* _EXTRACTED TEXT_

Unfortunately, all indications suggest that Michelle Obama is leaning towards complicity with the beverage industry. Michelle’s public health initiative has partnered with the American Beverage Association, but has denied partnering with Big Soda and does not mention the ABA, Coca-Cola or PepsiCo in its list of partners.
Michelle’s predecessor, Hillary Clinton, maintained extremely intimate relations with Coca-Cola. Unlike Hillary, however, Michelle has focused her time as First Lady on addressing childhood obesity. Just how much Michelle achieved in the White House is a matter of intense debate. Mark Bittman condemned her inaction on food policy in the New York Times, whereas the Center for Science in the Public Interest praised her for changing school lunch programs in Vox. When the Obamas leave 1600 Pennsylvania Avenue next month, and her husband’s second presidential term ends, Michelle’s public health efforts will continue.

* _WORK INSTRUCTIONS_
a – Copy the passage on Michelle Obama and the beverage industry word for word, from "Unfortunately, all indications" to "list of partners.".
b – Resume the passage on Michelle Obama and the beverage industry, starting right after its final sentence.
The data after this point is separate material and not part of the passage on Michelle Obama and the beverage industry.

Source records:
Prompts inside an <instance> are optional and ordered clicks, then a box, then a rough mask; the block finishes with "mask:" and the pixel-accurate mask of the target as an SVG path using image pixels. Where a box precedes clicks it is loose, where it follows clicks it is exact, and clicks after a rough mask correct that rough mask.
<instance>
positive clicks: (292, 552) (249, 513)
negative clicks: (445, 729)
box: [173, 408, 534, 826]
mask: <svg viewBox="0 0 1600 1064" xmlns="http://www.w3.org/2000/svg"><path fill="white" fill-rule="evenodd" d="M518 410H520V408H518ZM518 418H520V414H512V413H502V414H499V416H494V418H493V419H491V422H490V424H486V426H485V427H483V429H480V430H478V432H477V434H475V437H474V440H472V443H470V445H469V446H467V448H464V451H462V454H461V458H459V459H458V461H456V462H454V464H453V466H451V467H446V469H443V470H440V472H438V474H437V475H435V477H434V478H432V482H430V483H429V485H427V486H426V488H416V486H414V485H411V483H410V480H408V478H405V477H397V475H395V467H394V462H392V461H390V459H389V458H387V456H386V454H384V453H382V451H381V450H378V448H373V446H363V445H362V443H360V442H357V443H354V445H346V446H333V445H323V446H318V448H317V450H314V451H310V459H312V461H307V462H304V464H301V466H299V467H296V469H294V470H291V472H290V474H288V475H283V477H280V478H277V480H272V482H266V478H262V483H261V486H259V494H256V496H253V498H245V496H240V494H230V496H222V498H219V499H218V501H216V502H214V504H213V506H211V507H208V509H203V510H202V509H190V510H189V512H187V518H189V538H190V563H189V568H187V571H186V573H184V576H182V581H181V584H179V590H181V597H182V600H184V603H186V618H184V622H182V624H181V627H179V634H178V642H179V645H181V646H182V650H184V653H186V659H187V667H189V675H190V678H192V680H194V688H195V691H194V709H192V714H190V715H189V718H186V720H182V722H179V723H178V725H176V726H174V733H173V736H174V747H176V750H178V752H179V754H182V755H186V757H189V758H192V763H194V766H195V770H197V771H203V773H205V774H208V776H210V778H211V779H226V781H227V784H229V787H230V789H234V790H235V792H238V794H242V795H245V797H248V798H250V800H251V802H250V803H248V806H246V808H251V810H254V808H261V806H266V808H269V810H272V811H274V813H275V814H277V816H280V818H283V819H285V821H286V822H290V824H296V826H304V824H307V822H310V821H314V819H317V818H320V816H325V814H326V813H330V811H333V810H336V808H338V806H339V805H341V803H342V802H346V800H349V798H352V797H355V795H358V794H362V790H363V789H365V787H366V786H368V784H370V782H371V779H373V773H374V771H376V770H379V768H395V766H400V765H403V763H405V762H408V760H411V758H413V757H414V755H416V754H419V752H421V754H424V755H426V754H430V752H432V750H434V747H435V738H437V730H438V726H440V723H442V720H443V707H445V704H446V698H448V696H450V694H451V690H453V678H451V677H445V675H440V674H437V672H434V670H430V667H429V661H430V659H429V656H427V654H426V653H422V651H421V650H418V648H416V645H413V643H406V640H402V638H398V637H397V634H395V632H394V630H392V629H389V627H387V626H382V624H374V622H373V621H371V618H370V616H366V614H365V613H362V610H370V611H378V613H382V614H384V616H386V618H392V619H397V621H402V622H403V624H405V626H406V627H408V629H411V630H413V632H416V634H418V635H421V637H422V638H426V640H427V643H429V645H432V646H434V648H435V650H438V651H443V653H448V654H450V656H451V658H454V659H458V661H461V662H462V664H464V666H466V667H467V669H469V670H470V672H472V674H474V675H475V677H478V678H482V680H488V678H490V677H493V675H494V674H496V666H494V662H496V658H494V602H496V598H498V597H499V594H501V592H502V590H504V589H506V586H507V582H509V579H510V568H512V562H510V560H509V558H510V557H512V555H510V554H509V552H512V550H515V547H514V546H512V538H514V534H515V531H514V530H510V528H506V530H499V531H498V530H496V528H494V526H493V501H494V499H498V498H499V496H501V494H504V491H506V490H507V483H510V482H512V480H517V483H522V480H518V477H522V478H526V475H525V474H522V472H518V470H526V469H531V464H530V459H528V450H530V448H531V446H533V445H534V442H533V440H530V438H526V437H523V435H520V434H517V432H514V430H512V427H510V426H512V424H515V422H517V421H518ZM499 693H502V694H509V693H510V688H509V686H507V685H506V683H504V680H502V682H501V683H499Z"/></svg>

* _PER-TASK ANSWERS_
a –
Unfortunately, all indications suggest that Michelle Obama is leaning towards complicity with the beverage industry. Michelle’s public health initiative has partnered with the American Beverage Association, but has denied partnering with Big Soda and does not mention the ABA, Coca-Cola or PepsiCo in its list of partners.

b –
Partnership for a Healthier America is a non-profit organization whose mission is “working with the private sector to end the childhood obesity crisis.” The organization was founded in 2010 “in conjunction with – but independent from” First Lady Michelle Obama’s Let’s Move campaign. Michelle Obama is the honorary chair. In 2013, Michelle and PHA announced their “Drink Up” campaign. The goal was to “encourage everyone to drink more water.” If you read the details, however, they noted that the American Beverage Association was “promoting” the effort.
What does it mean for Big Soda to promote a water-drinking campaign? For one, it’s an obvious opportunity for them to promote PepsiCo’s Aquafina and Coca-Cola’s Dasani brands. Instead of improving the consumption and availability of safe tap water, they could redirect the campaign’s initiative towards promoting branded water.
Bottled water is obviously much more expensive than tap water, even though brands such as Aquafina come from the same source as public tap water. Promoting the American Beverage Association’s branded products could paradoxically discourage overall water consumption. This would likely be a welcome outcome for Big Soda. After all, Coca-Cola’s notorious “Cap the Tap” program is aimed at discouraging tap water consumption in restaurants.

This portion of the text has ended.